> [What you need to do]: Your answer should be one number, namely how many lines in the listing below include the word "surface".
┄┄┄┄┄┄┄┄┄┄┄┄┄┄┄┄┄┄┄┄
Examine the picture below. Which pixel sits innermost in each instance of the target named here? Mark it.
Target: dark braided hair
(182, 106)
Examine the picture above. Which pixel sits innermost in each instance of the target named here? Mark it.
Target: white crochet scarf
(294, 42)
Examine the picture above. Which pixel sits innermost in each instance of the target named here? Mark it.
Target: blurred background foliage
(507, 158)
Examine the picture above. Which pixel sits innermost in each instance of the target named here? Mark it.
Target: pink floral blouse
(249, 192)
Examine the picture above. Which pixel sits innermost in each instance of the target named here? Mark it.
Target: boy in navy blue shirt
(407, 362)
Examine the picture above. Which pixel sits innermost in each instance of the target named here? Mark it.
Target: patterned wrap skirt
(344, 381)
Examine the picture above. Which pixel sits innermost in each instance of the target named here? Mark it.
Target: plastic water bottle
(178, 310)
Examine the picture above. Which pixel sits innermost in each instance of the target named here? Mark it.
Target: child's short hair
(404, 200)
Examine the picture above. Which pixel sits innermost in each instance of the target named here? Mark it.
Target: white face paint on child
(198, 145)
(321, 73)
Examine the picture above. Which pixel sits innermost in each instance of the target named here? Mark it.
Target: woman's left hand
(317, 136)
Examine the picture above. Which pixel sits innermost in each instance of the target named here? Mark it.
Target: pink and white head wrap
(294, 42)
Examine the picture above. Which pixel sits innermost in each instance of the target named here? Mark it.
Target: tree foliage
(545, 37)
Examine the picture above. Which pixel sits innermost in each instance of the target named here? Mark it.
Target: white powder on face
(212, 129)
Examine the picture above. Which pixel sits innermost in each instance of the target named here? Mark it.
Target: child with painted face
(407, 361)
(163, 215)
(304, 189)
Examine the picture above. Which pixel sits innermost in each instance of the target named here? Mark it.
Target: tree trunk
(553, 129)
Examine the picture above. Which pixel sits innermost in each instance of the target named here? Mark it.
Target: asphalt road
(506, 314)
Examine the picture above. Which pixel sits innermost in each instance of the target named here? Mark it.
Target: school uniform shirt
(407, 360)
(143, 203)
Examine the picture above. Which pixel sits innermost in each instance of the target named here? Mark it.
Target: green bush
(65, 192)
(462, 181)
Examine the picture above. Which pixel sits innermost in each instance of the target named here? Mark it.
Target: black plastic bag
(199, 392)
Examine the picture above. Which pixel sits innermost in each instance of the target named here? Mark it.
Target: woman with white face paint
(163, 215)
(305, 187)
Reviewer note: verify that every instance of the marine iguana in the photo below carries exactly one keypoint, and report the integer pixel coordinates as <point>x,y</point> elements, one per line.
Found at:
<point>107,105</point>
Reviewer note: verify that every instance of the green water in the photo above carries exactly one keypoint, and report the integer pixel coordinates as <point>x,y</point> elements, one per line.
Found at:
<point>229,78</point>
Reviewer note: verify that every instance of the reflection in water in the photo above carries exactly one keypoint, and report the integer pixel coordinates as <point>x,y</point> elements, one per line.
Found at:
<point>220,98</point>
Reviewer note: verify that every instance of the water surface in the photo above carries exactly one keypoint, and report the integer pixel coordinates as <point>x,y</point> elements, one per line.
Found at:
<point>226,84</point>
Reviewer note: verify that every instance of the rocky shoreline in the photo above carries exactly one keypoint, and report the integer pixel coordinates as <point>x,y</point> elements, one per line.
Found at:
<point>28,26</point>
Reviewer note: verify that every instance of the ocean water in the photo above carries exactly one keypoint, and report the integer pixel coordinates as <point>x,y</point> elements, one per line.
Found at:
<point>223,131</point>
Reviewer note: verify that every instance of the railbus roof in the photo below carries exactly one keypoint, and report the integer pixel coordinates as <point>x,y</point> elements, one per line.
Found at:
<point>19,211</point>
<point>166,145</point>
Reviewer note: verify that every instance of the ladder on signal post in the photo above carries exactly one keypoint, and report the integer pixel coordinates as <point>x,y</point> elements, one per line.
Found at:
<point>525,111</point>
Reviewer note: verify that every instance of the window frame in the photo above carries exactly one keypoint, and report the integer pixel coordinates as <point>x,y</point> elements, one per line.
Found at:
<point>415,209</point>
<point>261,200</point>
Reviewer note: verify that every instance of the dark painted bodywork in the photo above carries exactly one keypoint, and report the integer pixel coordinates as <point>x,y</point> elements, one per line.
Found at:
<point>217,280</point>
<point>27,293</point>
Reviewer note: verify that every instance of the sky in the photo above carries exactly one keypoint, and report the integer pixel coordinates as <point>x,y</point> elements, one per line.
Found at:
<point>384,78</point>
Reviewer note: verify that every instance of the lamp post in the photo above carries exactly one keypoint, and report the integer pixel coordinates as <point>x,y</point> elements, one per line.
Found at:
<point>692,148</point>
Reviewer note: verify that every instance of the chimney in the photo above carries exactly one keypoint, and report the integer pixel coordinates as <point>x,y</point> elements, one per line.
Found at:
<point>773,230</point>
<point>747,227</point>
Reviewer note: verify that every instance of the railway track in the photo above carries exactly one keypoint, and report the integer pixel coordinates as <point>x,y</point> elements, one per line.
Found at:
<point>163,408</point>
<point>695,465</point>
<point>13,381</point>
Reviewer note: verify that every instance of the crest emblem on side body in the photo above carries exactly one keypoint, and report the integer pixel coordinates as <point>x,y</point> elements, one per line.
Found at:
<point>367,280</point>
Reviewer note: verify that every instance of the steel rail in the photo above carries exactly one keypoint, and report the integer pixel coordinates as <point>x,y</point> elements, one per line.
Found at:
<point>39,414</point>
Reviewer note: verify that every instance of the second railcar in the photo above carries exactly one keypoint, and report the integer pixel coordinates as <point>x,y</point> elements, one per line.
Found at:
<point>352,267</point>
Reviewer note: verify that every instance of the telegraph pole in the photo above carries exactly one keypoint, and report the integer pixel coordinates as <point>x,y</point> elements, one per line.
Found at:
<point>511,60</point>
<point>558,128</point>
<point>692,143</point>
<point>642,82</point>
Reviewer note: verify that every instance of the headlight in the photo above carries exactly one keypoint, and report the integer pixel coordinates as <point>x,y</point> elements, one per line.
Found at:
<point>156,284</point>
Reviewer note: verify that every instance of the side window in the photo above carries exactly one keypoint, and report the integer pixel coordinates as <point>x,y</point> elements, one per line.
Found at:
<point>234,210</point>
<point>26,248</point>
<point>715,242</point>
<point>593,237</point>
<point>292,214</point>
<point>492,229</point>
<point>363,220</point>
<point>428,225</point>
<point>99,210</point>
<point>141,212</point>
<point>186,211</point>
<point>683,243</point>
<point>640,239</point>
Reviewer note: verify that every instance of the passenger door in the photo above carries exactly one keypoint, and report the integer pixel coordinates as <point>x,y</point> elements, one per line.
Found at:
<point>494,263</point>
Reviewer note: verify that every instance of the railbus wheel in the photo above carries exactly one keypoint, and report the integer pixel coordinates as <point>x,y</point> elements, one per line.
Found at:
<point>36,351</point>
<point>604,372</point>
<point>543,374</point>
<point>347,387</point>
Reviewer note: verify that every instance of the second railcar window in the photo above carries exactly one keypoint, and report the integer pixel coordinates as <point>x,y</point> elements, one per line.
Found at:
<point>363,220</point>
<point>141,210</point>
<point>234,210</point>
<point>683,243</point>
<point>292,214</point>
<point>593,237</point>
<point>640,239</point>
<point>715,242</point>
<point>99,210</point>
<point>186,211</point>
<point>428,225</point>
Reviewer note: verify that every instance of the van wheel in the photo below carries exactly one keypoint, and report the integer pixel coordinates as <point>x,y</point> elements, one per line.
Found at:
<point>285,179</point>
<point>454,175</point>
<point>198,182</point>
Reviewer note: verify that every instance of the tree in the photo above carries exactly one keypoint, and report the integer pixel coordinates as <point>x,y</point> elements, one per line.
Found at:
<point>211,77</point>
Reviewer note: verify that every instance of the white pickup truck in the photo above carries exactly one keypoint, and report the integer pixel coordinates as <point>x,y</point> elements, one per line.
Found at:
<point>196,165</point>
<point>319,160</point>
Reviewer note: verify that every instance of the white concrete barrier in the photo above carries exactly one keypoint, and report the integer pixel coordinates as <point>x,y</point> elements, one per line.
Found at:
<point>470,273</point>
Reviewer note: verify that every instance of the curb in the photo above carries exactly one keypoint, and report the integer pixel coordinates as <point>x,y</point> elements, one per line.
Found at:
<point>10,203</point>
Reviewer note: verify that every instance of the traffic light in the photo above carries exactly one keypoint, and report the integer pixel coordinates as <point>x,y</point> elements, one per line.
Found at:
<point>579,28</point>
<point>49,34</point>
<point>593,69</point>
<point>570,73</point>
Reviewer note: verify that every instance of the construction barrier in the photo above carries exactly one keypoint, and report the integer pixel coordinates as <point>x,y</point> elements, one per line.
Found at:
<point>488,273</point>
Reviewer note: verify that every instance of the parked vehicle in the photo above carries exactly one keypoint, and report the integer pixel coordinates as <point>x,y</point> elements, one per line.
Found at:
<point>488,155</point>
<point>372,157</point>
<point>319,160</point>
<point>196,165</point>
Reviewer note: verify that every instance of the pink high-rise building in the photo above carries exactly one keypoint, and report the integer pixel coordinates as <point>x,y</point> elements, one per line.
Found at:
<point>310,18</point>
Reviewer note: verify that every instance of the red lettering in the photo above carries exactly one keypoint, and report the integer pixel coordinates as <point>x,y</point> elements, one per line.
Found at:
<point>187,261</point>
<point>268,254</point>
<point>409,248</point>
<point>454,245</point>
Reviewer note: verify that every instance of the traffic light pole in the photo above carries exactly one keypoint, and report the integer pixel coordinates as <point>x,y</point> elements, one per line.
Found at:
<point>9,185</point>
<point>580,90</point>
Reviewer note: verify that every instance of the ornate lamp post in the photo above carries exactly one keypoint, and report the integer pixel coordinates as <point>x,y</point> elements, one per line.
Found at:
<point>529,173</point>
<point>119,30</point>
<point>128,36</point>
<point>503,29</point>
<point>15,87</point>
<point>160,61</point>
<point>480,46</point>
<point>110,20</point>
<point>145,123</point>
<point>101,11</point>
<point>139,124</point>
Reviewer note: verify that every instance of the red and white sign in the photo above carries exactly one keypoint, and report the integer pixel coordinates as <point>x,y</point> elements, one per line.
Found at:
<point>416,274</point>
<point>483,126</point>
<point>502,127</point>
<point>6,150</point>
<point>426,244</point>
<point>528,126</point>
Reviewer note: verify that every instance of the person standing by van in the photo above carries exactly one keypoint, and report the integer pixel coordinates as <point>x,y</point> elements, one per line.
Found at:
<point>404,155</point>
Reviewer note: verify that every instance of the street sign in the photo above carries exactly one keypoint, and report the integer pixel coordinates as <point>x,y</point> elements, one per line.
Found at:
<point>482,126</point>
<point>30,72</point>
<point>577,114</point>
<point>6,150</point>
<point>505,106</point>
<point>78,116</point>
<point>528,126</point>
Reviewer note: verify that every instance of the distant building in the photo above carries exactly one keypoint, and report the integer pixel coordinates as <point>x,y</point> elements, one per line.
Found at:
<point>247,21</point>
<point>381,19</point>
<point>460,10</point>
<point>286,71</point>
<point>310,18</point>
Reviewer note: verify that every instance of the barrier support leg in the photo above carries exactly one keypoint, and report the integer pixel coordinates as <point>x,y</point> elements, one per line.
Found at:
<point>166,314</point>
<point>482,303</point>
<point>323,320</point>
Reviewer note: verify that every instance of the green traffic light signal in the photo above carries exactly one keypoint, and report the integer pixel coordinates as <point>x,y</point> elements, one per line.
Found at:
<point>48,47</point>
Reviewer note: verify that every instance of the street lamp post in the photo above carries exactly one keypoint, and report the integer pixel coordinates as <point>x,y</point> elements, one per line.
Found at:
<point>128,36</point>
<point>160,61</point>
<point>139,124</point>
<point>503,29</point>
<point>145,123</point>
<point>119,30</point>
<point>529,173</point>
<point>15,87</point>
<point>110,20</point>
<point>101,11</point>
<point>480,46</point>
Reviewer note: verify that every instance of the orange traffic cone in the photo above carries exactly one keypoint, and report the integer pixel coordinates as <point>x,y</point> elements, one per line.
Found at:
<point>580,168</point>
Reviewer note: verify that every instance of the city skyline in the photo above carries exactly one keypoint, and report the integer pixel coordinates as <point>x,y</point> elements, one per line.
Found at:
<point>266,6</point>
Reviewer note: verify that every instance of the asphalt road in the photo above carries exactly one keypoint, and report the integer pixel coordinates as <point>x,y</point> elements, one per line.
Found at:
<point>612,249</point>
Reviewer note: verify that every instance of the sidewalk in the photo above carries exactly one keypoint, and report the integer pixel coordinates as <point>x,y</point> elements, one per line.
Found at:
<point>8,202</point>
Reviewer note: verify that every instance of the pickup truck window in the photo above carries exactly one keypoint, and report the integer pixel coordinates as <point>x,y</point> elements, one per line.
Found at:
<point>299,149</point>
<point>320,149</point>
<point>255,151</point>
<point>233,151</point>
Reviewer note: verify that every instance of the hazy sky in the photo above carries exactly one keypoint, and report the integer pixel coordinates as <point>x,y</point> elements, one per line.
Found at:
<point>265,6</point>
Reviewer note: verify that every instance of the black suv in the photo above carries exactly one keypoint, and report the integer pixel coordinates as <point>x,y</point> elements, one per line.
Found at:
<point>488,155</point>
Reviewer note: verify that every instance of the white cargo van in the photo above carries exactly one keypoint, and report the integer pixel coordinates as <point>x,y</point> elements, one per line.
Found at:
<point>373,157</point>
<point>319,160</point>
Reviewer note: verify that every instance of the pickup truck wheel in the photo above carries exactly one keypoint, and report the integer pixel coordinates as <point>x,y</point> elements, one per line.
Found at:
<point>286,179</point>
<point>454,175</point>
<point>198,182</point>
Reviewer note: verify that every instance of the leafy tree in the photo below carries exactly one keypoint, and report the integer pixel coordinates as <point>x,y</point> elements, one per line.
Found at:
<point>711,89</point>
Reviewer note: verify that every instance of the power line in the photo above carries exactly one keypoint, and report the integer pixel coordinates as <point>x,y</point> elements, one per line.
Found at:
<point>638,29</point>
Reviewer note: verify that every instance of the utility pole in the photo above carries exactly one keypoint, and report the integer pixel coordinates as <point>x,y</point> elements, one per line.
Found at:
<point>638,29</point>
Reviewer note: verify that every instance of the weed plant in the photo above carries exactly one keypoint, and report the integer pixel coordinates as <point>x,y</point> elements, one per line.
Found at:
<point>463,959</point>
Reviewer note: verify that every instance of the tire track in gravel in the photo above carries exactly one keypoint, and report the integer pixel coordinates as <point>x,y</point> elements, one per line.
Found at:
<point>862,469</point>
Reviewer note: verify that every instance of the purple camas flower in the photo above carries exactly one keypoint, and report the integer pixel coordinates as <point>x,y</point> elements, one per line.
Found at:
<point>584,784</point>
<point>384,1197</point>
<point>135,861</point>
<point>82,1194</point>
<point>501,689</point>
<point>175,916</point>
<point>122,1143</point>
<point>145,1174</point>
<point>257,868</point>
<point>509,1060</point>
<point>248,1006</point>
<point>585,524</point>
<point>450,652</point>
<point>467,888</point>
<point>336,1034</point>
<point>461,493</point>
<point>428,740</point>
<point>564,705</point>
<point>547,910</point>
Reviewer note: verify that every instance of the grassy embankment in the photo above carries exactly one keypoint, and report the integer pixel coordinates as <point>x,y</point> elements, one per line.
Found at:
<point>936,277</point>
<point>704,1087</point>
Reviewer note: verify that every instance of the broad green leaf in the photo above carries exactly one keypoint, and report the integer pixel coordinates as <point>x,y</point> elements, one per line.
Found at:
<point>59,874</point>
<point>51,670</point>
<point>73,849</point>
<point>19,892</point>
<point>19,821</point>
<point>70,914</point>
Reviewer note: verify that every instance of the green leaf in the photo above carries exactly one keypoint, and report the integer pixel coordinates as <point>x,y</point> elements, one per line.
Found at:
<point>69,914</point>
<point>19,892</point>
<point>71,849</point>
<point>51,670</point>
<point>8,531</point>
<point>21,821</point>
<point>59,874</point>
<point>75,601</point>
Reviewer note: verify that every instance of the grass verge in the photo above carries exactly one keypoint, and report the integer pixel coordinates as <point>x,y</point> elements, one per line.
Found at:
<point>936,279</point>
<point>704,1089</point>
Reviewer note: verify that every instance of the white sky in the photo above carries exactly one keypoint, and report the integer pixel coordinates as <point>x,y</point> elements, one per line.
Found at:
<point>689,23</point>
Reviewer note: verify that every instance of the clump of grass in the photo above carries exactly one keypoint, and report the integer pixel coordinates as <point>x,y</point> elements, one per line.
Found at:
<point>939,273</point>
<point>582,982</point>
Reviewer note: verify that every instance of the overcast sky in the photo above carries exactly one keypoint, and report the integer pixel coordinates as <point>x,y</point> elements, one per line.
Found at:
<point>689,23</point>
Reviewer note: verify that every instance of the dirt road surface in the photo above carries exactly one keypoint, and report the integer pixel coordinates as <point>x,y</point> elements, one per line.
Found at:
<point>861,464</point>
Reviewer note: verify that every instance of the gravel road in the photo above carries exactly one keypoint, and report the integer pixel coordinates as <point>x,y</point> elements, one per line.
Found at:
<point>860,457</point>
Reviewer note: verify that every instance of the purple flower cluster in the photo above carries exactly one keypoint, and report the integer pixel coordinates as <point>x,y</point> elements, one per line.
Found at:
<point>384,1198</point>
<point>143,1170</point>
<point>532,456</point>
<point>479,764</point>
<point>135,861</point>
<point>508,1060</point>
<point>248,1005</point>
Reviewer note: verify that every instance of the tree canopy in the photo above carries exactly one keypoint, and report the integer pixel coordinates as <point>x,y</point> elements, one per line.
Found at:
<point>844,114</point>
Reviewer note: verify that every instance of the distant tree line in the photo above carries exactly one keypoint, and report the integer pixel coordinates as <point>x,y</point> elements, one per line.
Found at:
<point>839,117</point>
┄┄┄┄┄┄┄┄┄┄┄┄┄┄┄┄┄┄┄┄
> [Exercise result]: 2